抜粋文:
━━━━
太子道(筋違道・すじかいみち・日本最古の官道)の謎を解く−−−筋違道の研究



 第6章  多以南の太子道の解明


 いよいよ、残された田原本町多から飛鳥小治田までの道を探ることにします。
 この道の解明が、最も難しいかも知れません。なぜなら、以前の章と比べると、殆ど道の痕跡らしいものが残っていないからです。
 多分、後の時代にこの盆地南部に広大な藤原京が造営されたときに、斜向道が殆ど破壊されたものと思われます。(しかし、のち程この考えも一部修正すべきことが分かってきます。)

 先ず、この謎を解明するためのいくつかの鍵を列挙してみることにします。

1.斜向道の痕跡

 (a) 新堂神社。左の玉垣と横の道が斜向している。(南より撮影)


 田原本町多の南に広がる水田の南に橿原市西新堂の集落がありますが、

  (a) その集落の北にある新堂神社の西横の道がわずか斜向していて、その神社の石の玉垣も、斜向している。

  (b) その集落の中の道の一部に斜向部分がある。

  (c) 西新堂とその南にある新口(にのくち)とを結ぶ田圃中の道の一部が斜向している。

       

 それから先の集落、新口(にのくち)は、民家が密集してるが、特に目立つ斜向道がない。
 その先、太子道の延長は近鉄橿原線と、南北に走る下つ道および米川を斜めに横切ったと想像されるが、さらに先は元水田地に開発された住宅地が広がり、追跡は困難です。

       

 下つ道が太子道であるという説があるが、そうだとすれば探究はすでにほぼ終わったと云えます。
 しかしその説は正しくないと思います。 なぜなら、太子の残された建物の遺構は殆ど斜向しており、太子の都市造りの基本設計は斜向道を基軸とするものであったと想像されるので、正南北方向の下つ道とは整合性がないからです。
 そこで、もう少し先を調べた結果、以下の痕跡らしいものを見つけました。

       

 (d) 新賀町の市杵島神社の西側の玉垣が明らかに斜向している。(南より撮影)


  (d) 橿原市新賀町にある市杵島神社の西側の道が斜向している。またその玉垣の列も斜向している。

  (e) その先の米川に架かる橋までの間、集落内の道は元もと斜向道であったように見える。

 その橋から先はまた新興住宅地が広がり、追跡が困難です。その先は木原町の南北の都市計画道路を渡り、伊勢街道を横切りますが、どこにも痕跡らしいものはありません。

  (f) その先、橿原市醍醐町の国道165号線の北側、天理教会の西側の道が10m程斜向している。
━━━━
掲載資料:

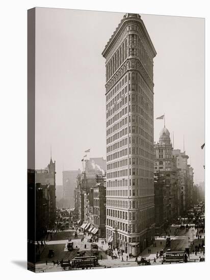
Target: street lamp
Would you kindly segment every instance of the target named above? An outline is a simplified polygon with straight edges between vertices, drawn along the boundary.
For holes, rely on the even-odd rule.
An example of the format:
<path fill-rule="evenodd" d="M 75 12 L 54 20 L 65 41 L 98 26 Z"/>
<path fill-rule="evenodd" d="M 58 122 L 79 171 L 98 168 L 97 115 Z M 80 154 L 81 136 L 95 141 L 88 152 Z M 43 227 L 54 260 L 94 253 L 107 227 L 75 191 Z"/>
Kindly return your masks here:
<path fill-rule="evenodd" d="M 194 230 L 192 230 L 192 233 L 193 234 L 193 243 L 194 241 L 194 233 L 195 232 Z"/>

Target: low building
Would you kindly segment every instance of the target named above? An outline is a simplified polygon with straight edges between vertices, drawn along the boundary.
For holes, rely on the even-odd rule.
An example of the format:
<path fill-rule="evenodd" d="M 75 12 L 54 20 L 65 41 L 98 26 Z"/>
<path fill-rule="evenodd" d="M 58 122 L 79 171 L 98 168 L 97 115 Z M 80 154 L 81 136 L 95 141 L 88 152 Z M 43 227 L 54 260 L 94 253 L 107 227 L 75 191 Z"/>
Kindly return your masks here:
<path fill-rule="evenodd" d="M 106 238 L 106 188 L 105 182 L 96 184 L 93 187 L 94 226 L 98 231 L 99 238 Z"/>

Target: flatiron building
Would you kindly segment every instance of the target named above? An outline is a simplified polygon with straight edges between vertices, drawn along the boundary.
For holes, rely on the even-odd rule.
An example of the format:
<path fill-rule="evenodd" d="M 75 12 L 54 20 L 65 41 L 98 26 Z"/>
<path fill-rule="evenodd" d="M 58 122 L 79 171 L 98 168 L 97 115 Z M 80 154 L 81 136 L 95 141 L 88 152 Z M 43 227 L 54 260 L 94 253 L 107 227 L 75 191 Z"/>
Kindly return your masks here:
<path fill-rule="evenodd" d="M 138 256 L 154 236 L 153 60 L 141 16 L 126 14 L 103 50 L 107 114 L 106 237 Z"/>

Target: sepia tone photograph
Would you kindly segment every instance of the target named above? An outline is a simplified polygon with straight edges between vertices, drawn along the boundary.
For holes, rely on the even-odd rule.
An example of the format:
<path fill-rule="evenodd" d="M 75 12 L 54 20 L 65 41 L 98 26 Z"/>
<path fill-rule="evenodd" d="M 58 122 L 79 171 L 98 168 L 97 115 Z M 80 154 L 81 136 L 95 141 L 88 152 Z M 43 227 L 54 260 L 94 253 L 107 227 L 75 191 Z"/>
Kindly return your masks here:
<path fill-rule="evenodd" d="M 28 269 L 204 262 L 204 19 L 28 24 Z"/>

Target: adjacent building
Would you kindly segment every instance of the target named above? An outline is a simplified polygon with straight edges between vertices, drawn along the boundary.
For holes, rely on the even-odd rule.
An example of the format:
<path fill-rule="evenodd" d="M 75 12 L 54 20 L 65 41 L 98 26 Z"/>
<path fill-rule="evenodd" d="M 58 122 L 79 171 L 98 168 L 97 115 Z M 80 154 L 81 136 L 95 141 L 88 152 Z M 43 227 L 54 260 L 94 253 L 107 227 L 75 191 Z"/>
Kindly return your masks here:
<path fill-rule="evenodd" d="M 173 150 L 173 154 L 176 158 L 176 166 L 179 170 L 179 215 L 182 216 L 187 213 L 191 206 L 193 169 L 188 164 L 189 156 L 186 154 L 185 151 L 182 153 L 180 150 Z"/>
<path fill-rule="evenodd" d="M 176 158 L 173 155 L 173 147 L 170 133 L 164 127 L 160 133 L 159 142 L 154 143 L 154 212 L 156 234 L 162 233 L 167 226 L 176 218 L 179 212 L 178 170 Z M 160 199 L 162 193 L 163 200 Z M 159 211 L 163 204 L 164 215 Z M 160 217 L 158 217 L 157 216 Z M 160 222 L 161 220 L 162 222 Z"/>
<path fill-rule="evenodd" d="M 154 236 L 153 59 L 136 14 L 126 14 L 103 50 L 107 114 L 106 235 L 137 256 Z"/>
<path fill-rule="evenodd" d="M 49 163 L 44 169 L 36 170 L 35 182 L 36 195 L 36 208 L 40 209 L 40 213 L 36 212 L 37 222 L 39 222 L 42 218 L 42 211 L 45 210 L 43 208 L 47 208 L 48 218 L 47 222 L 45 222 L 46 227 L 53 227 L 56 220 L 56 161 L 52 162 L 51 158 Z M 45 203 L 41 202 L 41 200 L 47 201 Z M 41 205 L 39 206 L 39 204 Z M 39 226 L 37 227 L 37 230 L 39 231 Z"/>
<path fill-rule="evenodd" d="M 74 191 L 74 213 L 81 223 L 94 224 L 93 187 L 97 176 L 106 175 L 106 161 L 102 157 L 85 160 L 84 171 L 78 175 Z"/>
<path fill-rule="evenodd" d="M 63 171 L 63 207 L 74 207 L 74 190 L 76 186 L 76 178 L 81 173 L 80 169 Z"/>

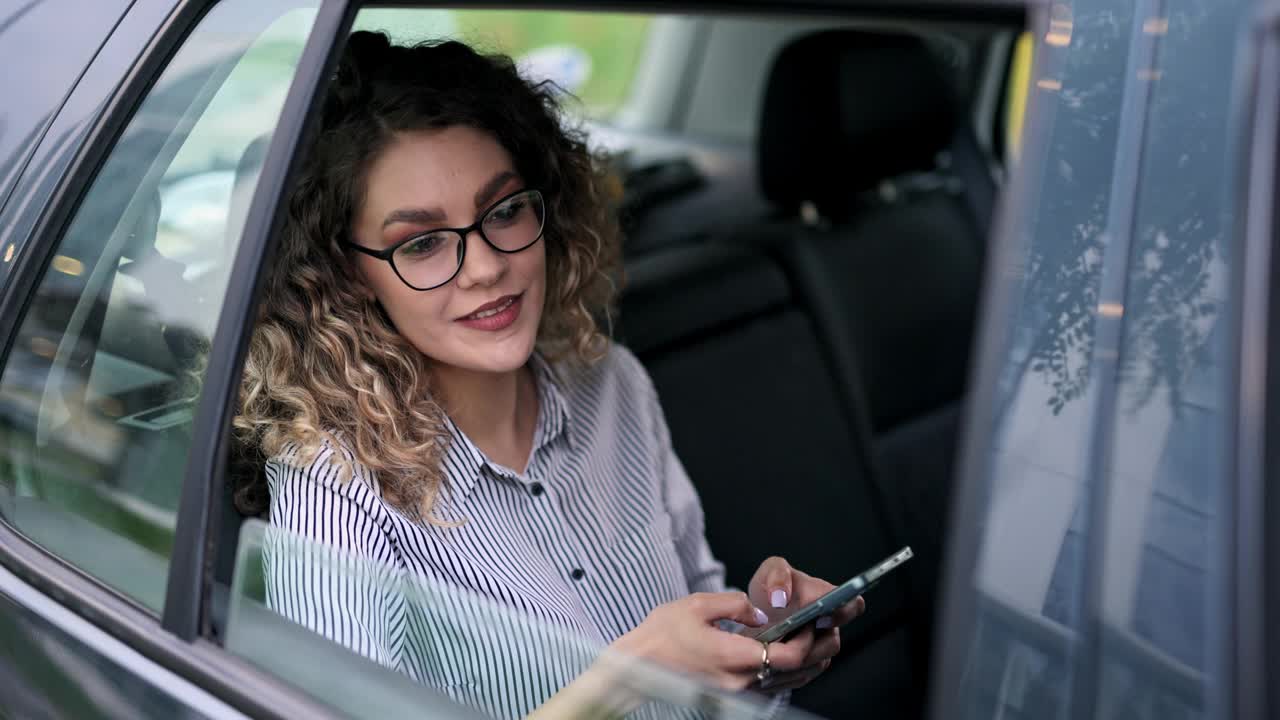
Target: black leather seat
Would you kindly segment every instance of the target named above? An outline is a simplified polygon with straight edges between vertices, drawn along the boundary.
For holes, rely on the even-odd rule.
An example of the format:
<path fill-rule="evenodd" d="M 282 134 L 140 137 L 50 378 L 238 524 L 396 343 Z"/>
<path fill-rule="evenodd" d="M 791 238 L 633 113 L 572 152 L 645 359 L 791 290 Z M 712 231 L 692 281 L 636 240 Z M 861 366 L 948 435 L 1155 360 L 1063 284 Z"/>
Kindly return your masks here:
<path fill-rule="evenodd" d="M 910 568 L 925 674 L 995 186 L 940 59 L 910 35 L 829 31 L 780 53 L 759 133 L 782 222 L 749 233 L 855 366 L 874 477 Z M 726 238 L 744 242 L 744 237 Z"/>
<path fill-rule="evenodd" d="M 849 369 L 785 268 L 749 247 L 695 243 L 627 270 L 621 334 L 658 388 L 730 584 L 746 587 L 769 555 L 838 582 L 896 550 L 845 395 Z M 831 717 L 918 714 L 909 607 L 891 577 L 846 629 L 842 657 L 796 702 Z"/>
━━━━
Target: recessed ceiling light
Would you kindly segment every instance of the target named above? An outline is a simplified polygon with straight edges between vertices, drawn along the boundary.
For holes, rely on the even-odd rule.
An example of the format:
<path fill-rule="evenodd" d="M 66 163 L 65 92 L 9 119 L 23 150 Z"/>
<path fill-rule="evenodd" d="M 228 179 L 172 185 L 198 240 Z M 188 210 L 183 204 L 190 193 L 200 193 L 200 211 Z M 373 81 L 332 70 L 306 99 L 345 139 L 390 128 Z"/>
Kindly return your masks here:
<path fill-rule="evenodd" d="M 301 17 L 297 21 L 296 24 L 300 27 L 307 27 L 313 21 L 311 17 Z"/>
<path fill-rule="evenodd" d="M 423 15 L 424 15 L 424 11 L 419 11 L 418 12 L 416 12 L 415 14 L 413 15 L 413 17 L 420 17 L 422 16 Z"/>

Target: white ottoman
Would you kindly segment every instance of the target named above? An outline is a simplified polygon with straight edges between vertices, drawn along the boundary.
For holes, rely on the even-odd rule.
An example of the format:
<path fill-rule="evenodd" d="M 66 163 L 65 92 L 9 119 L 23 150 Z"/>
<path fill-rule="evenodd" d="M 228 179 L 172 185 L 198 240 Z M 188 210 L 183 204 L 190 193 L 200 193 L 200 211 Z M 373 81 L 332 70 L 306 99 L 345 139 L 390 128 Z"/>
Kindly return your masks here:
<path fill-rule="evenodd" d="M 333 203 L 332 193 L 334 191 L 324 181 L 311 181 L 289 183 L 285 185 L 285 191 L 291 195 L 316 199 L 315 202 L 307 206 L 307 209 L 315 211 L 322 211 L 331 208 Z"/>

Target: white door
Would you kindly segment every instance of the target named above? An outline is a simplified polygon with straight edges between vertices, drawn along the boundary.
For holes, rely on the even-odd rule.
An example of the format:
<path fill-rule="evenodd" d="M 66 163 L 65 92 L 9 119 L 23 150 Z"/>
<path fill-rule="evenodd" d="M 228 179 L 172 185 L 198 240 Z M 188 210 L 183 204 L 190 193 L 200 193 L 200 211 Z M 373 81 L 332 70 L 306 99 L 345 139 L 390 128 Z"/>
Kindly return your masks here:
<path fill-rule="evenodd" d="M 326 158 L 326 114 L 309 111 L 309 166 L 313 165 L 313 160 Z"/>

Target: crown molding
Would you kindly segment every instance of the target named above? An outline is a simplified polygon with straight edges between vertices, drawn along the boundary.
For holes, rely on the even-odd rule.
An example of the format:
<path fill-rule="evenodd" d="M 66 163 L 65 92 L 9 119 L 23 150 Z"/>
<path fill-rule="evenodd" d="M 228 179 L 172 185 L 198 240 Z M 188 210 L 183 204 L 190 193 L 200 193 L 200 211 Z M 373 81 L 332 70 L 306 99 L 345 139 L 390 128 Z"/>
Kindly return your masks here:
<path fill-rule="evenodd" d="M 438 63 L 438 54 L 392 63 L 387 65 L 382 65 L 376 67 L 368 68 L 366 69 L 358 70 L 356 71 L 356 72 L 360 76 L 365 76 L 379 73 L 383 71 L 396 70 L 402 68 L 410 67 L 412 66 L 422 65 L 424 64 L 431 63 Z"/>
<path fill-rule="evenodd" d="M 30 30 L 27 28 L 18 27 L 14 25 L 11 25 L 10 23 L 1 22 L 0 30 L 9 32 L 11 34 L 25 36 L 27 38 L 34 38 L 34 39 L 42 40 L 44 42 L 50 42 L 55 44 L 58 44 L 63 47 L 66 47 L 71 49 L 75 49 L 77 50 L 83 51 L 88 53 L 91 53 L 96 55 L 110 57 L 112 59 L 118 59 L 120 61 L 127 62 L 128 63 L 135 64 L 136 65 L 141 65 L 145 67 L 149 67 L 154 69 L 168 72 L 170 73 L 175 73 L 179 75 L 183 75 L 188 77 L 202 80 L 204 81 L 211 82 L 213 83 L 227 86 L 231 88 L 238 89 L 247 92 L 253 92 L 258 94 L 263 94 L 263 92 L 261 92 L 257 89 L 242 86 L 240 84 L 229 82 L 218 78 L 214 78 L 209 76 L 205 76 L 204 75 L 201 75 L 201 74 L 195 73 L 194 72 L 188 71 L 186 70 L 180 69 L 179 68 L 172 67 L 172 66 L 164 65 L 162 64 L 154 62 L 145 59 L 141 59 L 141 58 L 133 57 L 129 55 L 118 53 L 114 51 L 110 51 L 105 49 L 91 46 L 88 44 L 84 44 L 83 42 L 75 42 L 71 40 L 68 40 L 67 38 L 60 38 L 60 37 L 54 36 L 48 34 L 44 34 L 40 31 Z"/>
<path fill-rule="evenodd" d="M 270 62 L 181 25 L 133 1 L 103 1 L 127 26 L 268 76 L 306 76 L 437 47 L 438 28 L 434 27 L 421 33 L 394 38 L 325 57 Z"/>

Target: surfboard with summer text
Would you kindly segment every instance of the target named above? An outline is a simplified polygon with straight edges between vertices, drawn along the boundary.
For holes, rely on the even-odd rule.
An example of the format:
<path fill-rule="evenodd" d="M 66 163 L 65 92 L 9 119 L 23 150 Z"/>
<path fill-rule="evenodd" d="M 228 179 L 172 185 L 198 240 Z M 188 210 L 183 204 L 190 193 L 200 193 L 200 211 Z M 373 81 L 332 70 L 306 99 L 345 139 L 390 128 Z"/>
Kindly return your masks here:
━━━━
やること:
[1] 太子道についての文章で、橿原市醍醐町の天理教会の西側の道は、どれほどの長さにわたって斜向しているとされているか。
[2] 太子道についての文章を、(f)の項の続きから書き進めること。
資料は文章とは関係のない別の素材である。

回答:
[1] 10m程です。

[2]
  (g) 国道を横切りさらに南の醍醐町の環壕集落には西側の溝に沿った道路の一部が斜向している。

ことが分かります。

 (f) 国道165号沿いの天理教会横の道が一部斜向している。(南より撮影)

 (g) 環濠集落である醍醐町の西の環濠に沿う道の一部が斜向している。その先の道は南向きで藤原宮跡へ続く。(北より撮影)



 その先は藤原京の内裏跡となり、まったく手がかりはありません。

2.混乱させる痕跡群

 以上の痕跡は私を混乱させるものでした。
   先ず、(a)の神社横の斜向角は小さく、北への延長は、多の太子道から大きく東へ外れます。
   それに対して(b)の斜向角はかなり大きく、三宅道の斜向角より大きい。 またその延長は(c)を通らない。
   (a)、(b)を結んだ線も(c)を通らない。

   南の(d)、(f)、(g)も1直線上に乗らない。
   (d)、(f)、(g)等を延長しても多から大きく東へはずれてしまう。
  ・・ 等々です。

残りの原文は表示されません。